### Stated task
Count the rows below that contain the word "white" and reply with that number alone.

========================================

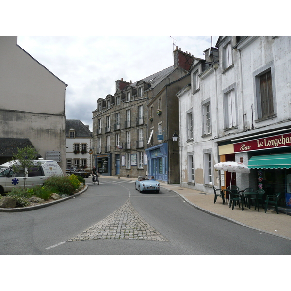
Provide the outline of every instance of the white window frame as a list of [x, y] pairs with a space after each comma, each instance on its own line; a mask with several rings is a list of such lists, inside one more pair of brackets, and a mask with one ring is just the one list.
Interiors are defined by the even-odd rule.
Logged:
[[66, 167], [67, 169], [72, 167], [72, 160], [70, 159], [66, 160]]
[[194, 153], [188, 153], [188, 183], [195, 183], [195, 164]]
[[232, 48], [229, 42], [223, 48], [224, 69], [226, 70], [232, 64]]
[[144, 123], [144, 105], [138, 106], [138, 124], [143, 124]]
[[131, 94], [130, 92], [128, 92], [126, 94], [126, 100], [130, 101]]
[[143, 169], [144, 168], [144, 152], [137, 152], [137, 167], [138, 169]]
[[[270, 103], [271, 106], [267, 106], [267, 108], [269, 109], [271, 109], [271, 111], [264, 112], [261, 105], [262, 98], [260, 93], [261, 78], [262, 76], [270, 72], [271, 72], [271, 84], [272, 88], [271, 90], [268, 92], [268, 94], [270, 93], [272, 94], [272, 98], [270, 100], [268, 100], [268, 102], [272, 101], [272, 104]], [[257, 101], [257, 111], [256, 112], [257, 119], [259, 121], [259, 119], [265, 119], [275, 117], [277, 112], [277, 102], [276, 101], [275, 78], [274, 62], [271, 62], [258, 70], [256, 70], [253, 73], [253, 77], [254, 80], [254, 93]]]
[[129, 149], [131, 147], [131, 135], [130, 131], [127, 131], [126, 132], [126, 149]]
[[120, 145], [120, 133], [116, 133], [115, 135], [115, 140], [116, 140], [116, 146], [119, 146]]
[[143, 87], [140, 87], [138, 88], [138, 97], [139, 98], [143, 96]]
[[193, 92], [194, 92], [199, 89], [199, 72], [197, 70], [193, 74]]
[[210, 98], [202, 104], [203, 135], [207, 135], [211, 133], [211, 106]]
[[188, 141], [193, 140], [194, 138], [193, 127], [193, 109], [188, 110], [186, 113], [187, 139]]
[[131, 168], [130, 153], [125, 153], [125, 167], [126, 169]]
[[205, 150], [204, 156], [204, 183], [212, 185], [213, 183], [212, 154], [211, 150]]

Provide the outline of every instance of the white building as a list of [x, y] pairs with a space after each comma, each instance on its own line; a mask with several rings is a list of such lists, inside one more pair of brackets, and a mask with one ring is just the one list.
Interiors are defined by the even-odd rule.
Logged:
[[17, 40], [17, 37], [0, 37], [0, 137], [7, 142], [0, 145], [6, 152], [2, 158], [9, 160], [13, 155], [7, 151], [7, 144], [17, 149], [28, 143], [44, 159], [47, 151], [60, 152], [59, 163], [64, 171], [67, 85]]
[[191, 69], [191, 86], [177, 94], [181, 186], [210, 193], [213, 186], [225, 188], [230, 173], [216, 171], [214, 165], [236, 161], [251, 170], [234, 175], [232, 185], [262, 187], [267, 194], [280, 192], [287, 203], [291, 38], [220, 37], [216, 46], [219, 60], [217, 48], [206, 50], [206, 60]]
[[92, 169], [92, 133], [89, 126], [78, 119], [66, 120], [66, 168]]

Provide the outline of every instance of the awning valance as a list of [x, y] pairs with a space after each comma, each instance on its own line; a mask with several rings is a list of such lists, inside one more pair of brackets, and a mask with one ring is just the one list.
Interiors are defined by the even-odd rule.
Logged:
[[248, 161], [250, 169], [290, 169], [291, 153], [254, 156]]

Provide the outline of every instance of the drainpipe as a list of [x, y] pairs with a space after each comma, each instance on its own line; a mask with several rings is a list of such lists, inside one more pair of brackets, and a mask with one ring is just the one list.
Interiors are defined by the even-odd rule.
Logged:
[[[214, 69], [214, 78], [215, 78], [215, 106], [216, 106], [216, 137], [219, 137], [219, 127], [218, 127], [218, 94], [217, 93], [217, 70], [218, 68], [218, 64], [216, 63], [213, 65], [213, 69]], [[216, 143], [217, 146], [217, 161], [219, 162], [219, 152], [218, 150], [218, 144]], [[218, 177], [219, 177], [219, 189], [221, 188], [221, 178], [220, 177], [220, 172], [219, 172]], [[214, 182], [214, 181], [213, 181]]]
[[167, 159], [167, 162], [168, 163], [167, 168], [168, 169], [168, 171], [169, 172], [169, 174], [167, 175], [168, 178], [168, 184], [170, 184], [170, 175], [171, 173], [171, 170], [169, 167], [169, 165], [170, 163], [169, 162], [169, 160], [170, 160], [170, 143], [169, 143], [169, 119], [168, 119], [168, 85], [166, 85], [166, 119], [167, 120], [167, 140], [168, 141], [168, 158]]
[[241, 55], [241, 51], [238, 49], [239, 52], [239, 65], [240, 66], [240, 82], [241, 83], [241, 100], [242, 102], [242, 130], [244, 131], [246, 126], [244, 123], [244, 104], [243, 103], [243, 91], [242, 89], [242, 56]]
[[[192, 95], [191, 95], [192, 97]], [[180, 114], [180, 109], [181, 108], [181, 99], [180, 96], [178, 97], [179, 98], [179, 138], [178, 139], [179, 143], [179, 157], [180, 159], [180, 187], [182, 187], [182, 152], [181, 150], [181, 133], [182, 132], [181, 129], [181, 114]]]

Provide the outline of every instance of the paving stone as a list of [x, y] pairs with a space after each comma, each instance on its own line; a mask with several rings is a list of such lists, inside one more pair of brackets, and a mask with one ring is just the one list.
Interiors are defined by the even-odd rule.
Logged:
[[99, 239], [168, 241], [139, 215], [129, 198], [116, 211], [68, 241]]

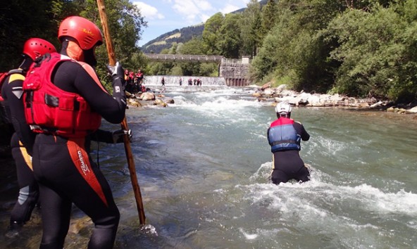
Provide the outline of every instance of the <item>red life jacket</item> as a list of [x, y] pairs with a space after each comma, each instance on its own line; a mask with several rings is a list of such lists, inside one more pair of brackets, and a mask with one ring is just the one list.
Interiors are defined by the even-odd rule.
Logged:
[[51, 82], [56, 65], [66, 60], [82, 65], [53, 53], [29, 70], [23, 82], [26, 122], [35, 132], [83, 137], [99, 129], [101, 116], [91, 110], [82, 96], [63, 91]]

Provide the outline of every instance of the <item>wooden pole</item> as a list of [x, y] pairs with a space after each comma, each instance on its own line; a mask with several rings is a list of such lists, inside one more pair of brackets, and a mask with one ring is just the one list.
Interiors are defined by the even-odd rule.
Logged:
[[[97, 0], [97, 6], [99, 7], [99, 13], [100, 13], [100, 19], [101, 20], [101, 25], [103, 26], [103, 32], [106, 38], [106, 46], [107, 47], [107, 53], [108, 54], [108, 63], [110, 65], [115, 65], [116, 63], [116, 55], [111, 43], [111, 37], [108, 30], [108, 25], [107, 24], [107, 15], [106, 14], [106, 8], [104, 7], [104, 0]], [[127, 128], [127, 122], [126, 121], [126, 116], [120, 124], [122, 129], [126, 131], [129, 130]], [[130, 173], [130, 180], [132, 182], [132, 187], [135, 193], [135, 198], [136, 199], [136, 207], [137, 208], [137, 213], [139, 215], [139, 221], [141, 225], [145, 224], [146, 217], [144, 210], [143, 203], [142, 201], [142, 195], [140, 193], [140, 188], [137, 183], [137, 177], [136, 175], [136, 169], [135, 167], [135, 161], [133, 160], [133, 155], [132, 155], [132, 148], [130, 147], [130, 141], [129, 141], [129, 135], [125, 134], [124, 136], [125, 152], [126, 153], [126, 158], [127, 159], [127, 165], [129, 167], [129, 172]]]

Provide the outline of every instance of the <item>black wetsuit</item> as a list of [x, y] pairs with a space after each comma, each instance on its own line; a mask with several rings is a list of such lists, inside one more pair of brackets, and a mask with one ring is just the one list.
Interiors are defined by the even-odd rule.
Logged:
[[[310, 139], [310, 135], [301, 124], [294, 122], [292, 126], [303, 141]], [[269, 134], [270, 130], [270, 127], [268, 129], [268, 134]], [[292, 179], [301, 181], [309, 180], [310, 172], [304, 166], [304, 162], [301, 158], [298, 150], [284, 150], [275, 152], [273, 163], [273, 170], [271, 179], [275, 184], [287, 182]]]
[[[65, 61], [54, 71], [52, 82], [61, 89], [83, 96], [92, 109], [107, 121], [122, 122], [126, 108], [122, 79], [113, 82], [112, 96], [79, 63]], [[94, 223], [88, 248], [113, 247], [120, 214], [107, 181], [89, 155], [89, 136], [68, 139], [39, 134], [36, 136], [33, 169], [42, 204], [41, 248], [63, 247], [72, 203]]]
[[[16, 70], [18, 71], [18, 70]], [[11, 227], [18, 228], [30, 219], [32, 211], [39, 198], [39, 188], [32, 171], [32, 152], [35, 134], [26, 124], [23, 112], [22, 85], [25, 76], [11, 73], [1, 87], [4, 98], [1, 105], [6, 110], [6, 120], [11, 122], [15, 130], [11, 141], [11, 153], [16, 165], [19, 196], [11, 215]]]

========================================

### Solution for this problem
2